-- RECORDS PROVIDED --
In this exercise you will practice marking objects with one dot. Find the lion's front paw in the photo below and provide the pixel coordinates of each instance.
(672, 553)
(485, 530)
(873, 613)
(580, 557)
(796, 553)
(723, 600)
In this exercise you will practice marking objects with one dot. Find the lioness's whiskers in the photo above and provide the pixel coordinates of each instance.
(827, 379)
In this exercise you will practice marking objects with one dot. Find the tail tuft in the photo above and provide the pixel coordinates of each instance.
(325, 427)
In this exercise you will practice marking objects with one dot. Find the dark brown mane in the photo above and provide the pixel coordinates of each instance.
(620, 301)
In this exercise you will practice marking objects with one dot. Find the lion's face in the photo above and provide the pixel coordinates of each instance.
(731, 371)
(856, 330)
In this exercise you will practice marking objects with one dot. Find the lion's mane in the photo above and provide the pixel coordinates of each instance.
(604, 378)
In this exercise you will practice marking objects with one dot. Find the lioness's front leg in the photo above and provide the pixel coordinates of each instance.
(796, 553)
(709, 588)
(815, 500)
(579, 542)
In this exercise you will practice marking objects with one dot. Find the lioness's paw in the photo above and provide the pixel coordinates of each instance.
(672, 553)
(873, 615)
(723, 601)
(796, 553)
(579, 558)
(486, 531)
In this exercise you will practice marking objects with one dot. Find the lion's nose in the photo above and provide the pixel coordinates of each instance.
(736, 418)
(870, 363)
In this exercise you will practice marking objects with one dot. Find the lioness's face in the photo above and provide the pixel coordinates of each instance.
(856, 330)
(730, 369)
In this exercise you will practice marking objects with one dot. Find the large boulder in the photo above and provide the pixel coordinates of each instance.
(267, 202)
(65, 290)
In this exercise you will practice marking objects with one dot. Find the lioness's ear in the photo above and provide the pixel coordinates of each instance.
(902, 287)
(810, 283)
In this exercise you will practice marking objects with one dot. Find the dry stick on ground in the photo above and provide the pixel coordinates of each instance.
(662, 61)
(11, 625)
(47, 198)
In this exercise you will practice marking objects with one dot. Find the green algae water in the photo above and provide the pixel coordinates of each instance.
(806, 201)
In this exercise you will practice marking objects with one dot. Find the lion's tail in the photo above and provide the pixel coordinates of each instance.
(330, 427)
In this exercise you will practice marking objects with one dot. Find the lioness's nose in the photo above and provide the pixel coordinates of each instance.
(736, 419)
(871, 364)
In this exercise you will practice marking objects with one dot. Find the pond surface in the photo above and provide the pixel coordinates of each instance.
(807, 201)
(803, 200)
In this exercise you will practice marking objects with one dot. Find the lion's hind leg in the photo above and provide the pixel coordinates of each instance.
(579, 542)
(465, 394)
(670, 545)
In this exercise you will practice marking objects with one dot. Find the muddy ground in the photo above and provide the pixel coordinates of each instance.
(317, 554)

-- WORK REQUEST --
Restate all of the lines in the material exactly as they are.

-- EXERCISE RESULT --
In this exercise you will practice marking objects with one dot. Find the lion's front paw in the photo below and provide the pixel coordinates of each instance.
(672, 553)
(485, 530)
(873, 613)
(580, 557)
(796, 553)
(723, 600)
In this exercise you will practice marking objects with one dot. Find the lioness's whiskers in the photo above and provide the pixel coordinates of each instance.
(827, 379)
In this exercise you will practice marking objects with one dot. Find the tail tuft in the photo above and provide the pixel coordinates of each instance.
(325, 427)
In this exercise you will practice marking objects with one dot. Find the dark brown mane in the photo above and provide the pixel coordinates of each instance.
(620, 301)
In this exercise you will practice marking objects with one dot. Find the lion's face in the photo above and provide the pixel coordinates of each instance.
(731, 371)
(856, 330)
In this exercise you will practice marking objects with one dot. Find the lion's mane in the photo above and provide the pixel coordinates of each instance.
(604, 378)
In this exercise you will practice marking objects with one dot. Find the lioness's front leg in the photo above and provide the pixel coordinates of each instance.
(796, 553)
(709, 588)
(815, 500)
(579, 542)
In this exercise you will practice marking objects with one dot. Find the lioness's paw in the photo above and provide the pixel coordinates of each instance.
(672, 553)
(873, 615)
(723, 601)
(796, 553)
(579, 558)
(486, 531)
In this exercise you will practice marking objects with one dot. Find the lion's nose in the photo above and provide the pixel coordinates of each instance.
(736, 418)
(870, 363)
In this exercise you will practice marking objects with one dot. Find the lioness's face in the photo above and provide the pixel coordinates of each instance.
(856, 330)
(730, 369)
In this exercise you will practice marking objects with one dot. Find the large boulder in the photo above and provide the pixel coordinates of each instance.
(267, 202)
(65, 290)
In this exercise you will practice marking objects with one dot. Find the lioness's ear in the photo above and provide the pixel coordinates of each instance.
(902, 287)
(810, 283)
In this exercise you will practice marking objects with one dot. Find the dry stick on ground in the photo above and provide the pixel coordinates of each instance.
(662, 61)
(11, 625)
(47, 198)
In this exercise you will practice marking objects with one dot. Find the green algae water in the photo above and provide the pixel coordinates of each instance.
(806, 201)
In this exercise you will practice marking objects with one dot. Find the lion's tail in the photo above and provide the pixel coordinates of each instance.
(330, 427)
In this exercise you will practice marking objects with one dot. Find the lioness's nose in the photo above and provide the pixel coordinates of each instance.
(736, 419)
(871, 364)
In this exercise you will practice marking objects with one dot. Find the pond surface in the photo above and provide the pixel coordinates of each instance.
(807, 201)
(803, 200)
In this exercise you will practice marking objects with one dot. Find the lion's hind leg in the photo above and provide the pixel coordinates of each instance.
(579, 542)
(465, 394)
(670, 545)
In this exercise you will practice marking objects with one dot. Find the muddy ground in the photo above and provide the pixel coordinates of each instance.
(317, 554)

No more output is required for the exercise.